設問:
1) 改正条文のうち「(主務大臣による調整措置)」から「一項の次に次の一項を加える。」までを一字一句たがえずに書き写せ。
2) 改正条文について、次の問いに答えよ。
(a) 第十六条の六第二項で、主務大臣が勧告や命令をしようとするときに協議しなければならない相手は誰か。
(b) 第二十条第二項中の「都道府県知事」は、何に改めるとされているか。
(c) 第十八条は、どの項を削るとされているか。
3) 改正条文の最後の文の後を受けて、続きを書け。

提示本文:
2 第十六条の三第三項の規定は、前項の規定による命令に準用する。
(主務大臣による調整措置)
第十六条の六 主務大臣は、第十六条の二第一項の規定による申出に係る紛争につき、都道府県知事からの申出があつた場合において、自ら当該紛争の解決を図る必要があると認めるときは、第十六条の三から前条までの規定の例により、当該申出に係る大企業者の事業活動の調整に関し必要な措置を執ることができる。
2 主務大臣は、前項の規定によりその例によることとされる第十六条の三第一項又は前条第一項の規定により勧告をしようとするとき若しくはしないこととするとき又は命令をしようとするときは、通商産業大臣に協議しなければならない。
第十七条中「大規模小売店舗における小売業の事業活動の調整に関する法律(昭和四十八年法律第百九号)第二条第二項に規定する」を「第十六条の二第一項の規定による申出に係るもの及び」に改める。
第十八条第二項を削り、同条第三項中「第一項」を「前項」に改め、同項を同条第二項とする。
第十九条第三項を同条第四項とし、同条第二項中「前項」を「第一項」に改め、同項を同条第三項とし、同条第一項の次に次の一項を加える。
2 主務大臣又は都道府県知事は、第十六条の三から第十六条の六までの規定の施行に必要な限度において、第十六条の二の規定による申出に係る大企業者に対し、必要な事項の報告を求めることができる。
第二十条第二項中「都道府県知事」を「主務大臣又は都道府県知事」に改め、同条の次に次の一条を加える。
(主務大臣)
第二十条の二 第十六条の六、第十八条、第十九条第二項及び第二十条第二項の主務大臣は、第十六条の六第一項の規定によりその例によることとされる第十六条の三から第十六条の五までの規定による措置又は第十八条第一項の勧告の対象となる者の当該事業を所管する大臣(その勧告の対象となる者が特別の法律によつて設立された組合又は連合会であるときは、その勧告の対象となる者の当該事業を所管する大臣及びその組合又は連合会を所管する大臣)とする。

位置アノテーションデータセット抜粋:
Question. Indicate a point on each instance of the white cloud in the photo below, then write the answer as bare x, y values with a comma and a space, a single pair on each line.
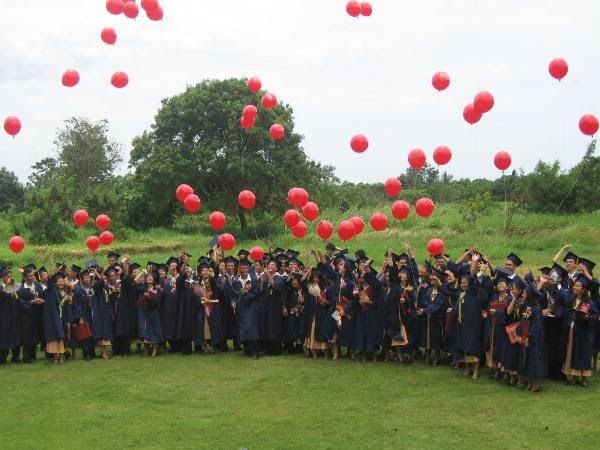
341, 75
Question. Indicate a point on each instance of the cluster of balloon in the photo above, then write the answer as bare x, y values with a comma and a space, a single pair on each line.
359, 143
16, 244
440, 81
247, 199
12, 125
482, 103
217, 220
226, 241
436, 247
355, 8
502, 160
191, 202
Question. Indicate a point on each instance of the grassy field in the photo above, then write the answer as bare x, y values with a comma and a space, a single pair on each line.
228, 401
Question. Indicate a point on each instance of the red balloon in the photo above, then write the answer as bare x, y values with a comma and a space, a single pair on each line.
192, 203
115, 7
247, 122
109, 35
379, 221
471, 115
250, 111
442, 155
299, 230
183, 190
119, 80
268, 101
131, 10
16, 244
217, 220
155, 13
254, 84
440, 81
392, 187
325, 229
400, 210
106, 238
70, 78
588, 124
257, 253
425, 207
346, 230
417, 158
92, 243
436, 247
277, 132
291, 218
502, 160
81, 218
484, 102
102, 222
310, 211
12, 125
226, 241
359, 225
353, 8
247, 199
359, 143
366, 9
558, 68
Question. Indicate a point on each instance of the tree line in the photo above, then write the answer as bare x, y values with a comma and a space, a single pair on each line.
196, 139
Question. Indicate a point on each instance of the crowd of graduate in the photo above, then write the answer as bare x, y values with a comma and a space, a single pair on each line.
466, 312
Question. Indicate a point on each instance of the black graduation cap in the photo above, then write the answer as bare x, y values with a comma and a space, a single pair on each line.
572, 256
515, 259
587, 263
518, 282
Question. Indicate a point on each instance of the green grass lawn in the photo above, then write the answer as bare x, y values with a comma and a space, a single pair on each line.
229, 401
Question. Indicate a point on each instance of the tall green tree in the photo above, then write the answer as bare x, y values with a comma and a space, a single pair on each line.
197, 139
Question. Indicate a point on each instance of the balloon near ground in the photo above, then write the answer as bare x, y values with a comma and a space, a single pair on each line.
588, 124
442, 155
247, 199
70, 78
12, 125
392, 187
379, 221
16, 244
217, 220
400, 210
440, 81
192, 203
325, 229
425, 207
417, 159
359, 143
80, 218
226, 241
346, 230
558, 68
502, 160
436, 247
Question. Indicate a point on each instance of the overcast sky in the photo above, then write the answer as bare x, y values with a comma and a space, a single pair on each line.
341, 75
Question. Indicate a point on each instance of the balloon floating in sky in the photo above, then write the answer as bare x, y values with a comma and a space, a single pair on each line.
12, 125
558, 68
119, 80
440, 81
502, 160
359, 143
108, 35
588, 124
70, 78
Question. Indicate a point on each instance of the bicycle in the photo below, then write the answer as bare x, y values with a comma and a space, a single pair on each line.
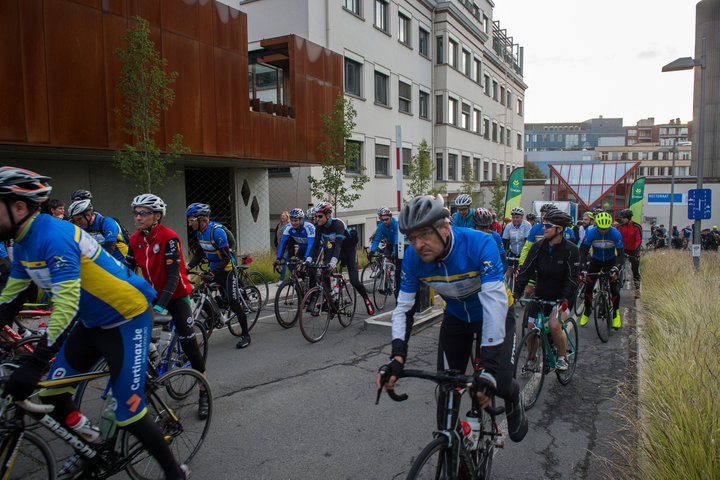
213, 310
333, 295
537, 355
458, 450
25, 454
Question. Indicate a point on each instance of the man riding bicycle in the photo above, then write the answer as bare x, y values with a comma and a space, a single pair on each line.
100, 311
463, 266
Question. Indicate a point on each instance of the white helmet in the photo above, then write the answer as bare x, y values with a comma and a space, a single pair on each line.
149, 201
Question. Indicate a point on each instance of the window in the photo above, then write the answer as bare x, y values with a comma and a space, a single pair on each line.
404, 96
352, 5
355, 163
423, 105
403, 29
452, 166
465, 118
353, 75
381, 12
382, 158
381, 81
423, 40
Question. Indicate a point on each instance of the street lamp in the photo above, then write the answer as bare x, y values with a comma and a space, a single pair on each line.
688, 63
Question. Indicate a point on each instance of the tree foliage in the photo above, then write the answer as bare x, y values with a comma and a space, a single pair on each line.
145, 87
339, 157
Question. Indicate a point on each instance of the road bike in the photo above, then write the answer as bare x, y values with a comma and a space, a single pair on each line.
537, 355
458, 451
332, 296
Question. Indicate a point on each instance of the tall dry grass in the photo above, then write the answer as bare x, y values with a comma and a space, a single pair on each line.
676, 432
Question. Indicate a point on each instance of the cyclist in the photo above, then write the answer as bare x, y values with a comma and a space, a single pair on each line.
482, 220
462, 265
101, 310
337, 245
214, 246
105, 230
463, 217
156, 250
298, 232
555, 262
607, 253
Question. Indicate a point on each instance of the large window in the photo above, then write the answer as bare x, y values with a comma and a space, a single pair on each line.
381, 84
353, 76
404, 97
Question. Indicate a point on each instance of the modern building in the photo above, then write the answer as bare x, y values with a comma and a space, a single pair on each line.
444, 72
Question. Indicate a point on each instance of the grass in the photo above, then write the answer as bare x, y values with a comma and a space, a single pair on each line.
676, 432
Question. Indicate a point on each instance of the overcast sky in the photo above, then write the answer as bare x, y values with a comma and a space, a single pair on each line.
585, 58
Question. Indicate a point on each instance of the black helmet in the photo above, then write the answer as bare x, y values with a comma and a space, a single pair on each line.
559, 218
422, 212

解答:
1)
(主務大臣による調整措置)
第十六条の六 主務大臣は、第十六条の二第一項の規定による申出に係る紛争につき、都道府県知事からの申出があつた場合において、自ら当該紛争の解決を図る必要があると認めるときは、第十六条の三から前条までの規定の例により、当該申出に係る大企業者の事業活動の調整に関し必要な措置を執ることができる。
2 主務大臣は、前項の規定によりその例によることとされる第十六条の三第一項又は前条第一項の規定により勧告をしようとするとき若しくはしないこととするとき又は命令をしようとするときは、通商産業大臣に協議しなければならない。
第十七条中「大規模小売店舗における小売業の事業活動の調整に関する法律(昭和四十八年法律第百九号)第二条第二項に規定する」を「第十六条の二第一項の規定による申出に係るもの及び」に改める。
第十八条第二項を削り、同条第三項中「第一項」を「前項」に改め、同項を同条第二項とする。
第十九条第三項を同条第四項とし、同条第二項中「前項」を「第一項」に改め、同項を同条第三項とし、同条第一項の次に次の一項を加える。

2)
(a) 通商産業大臣
(b) 「主務大臣又は都道府県知事」
(c) 第二項

3)
第二十一条中「第二条」を「第一条の二第三項第二号、第二条」に、「及び第十四条」を「、第十四条、第十四条の二第一項、第十六条の二第一項及び第十六条の三第三項(第十六条の五第二項において準用する場合を含む。)」に改める。
第二十二条中「五十万円」を「三百万円」に改め、同条に次の一号を加える。
四 第十六条の五第一項の規定による命令又は第十六条の六第一項の規定によりその例によることとされる第十六条の五第一項の規定による命令に違反した者
第二十三条中「一万円」を「十万円」に改め、同条第二号中「第一項」の下に「又は第二項」を加える。
第二十五条中「一万円」を「五万円」に改める。
附 則
1 この法律は、公布の日から起算して三月を超えない範囲内において政令で定める日から施行する。
2 この法律の施行前にした行為に対する罰則の適用については、なお従前の例による。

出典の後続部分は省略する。